### Given exercise
Rewrite the items from the line containing "Look through this image and locate every baseboard" through the end of the items as a JSON list of strings, one string per line, with blank lines and pictures left out.

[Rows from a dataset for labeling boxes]
..............................

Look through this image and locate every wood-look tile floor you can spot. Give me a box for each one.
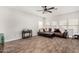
[4,36,79,53]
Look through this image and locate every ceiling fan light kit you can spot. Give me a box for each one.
[38,6,57,14]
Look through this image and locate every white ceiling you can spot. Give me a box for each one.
[8,6,79,17]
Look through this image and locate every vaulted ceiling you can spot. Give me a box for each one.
[10,6,79,17]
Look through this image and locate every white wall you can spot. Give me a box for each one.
[0,7,42,42]
[45,11,79,36]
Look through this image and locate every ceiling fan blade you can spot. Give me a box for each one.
[47,7,55,10]
[48,11,52,13]
[43,11,45,14]
[41,6,47,9]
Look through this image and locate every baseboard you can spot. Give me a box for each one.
[5,35,37,42]
[5,37,21,42]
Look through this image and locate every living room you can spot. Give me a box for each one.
[0,6,79,53]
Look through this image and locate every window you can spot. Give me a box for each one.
[38,21,43,29]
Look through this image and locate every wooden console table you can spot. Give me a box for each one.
[22,30,32,39]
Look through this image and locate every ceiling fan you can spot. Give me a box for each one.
[38,6,57,14]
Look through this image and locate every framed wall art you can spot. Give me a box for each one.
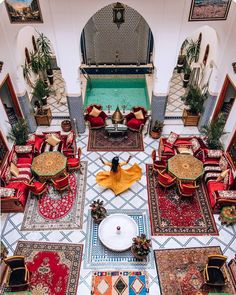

..............................

### Response
[
  "Look through this image and locate every baseboard you can spot. Give me a box for each one.",
  "[5,35,37,42]",
  "[5,37,21,42]",
  "Look through this image and locate every living room you can spot. Give me a box for each one.",
  "[0,6,79,53]",
  "Look through this image and locate every window you can spot. Give me a box for each one.",
  "[38,21,43,29]",
  "Look through this image and locate every wooden console table you can spot. Give me a box for each one.",
  "[22,30,32,39]",
  "Look through this image and locate every ceiling fan you can spot. Give me a box for each one.",
  "[38,6,57,14]",
  "Look through this image and locate every framed wall art you can spot. Give me a box for each one."
]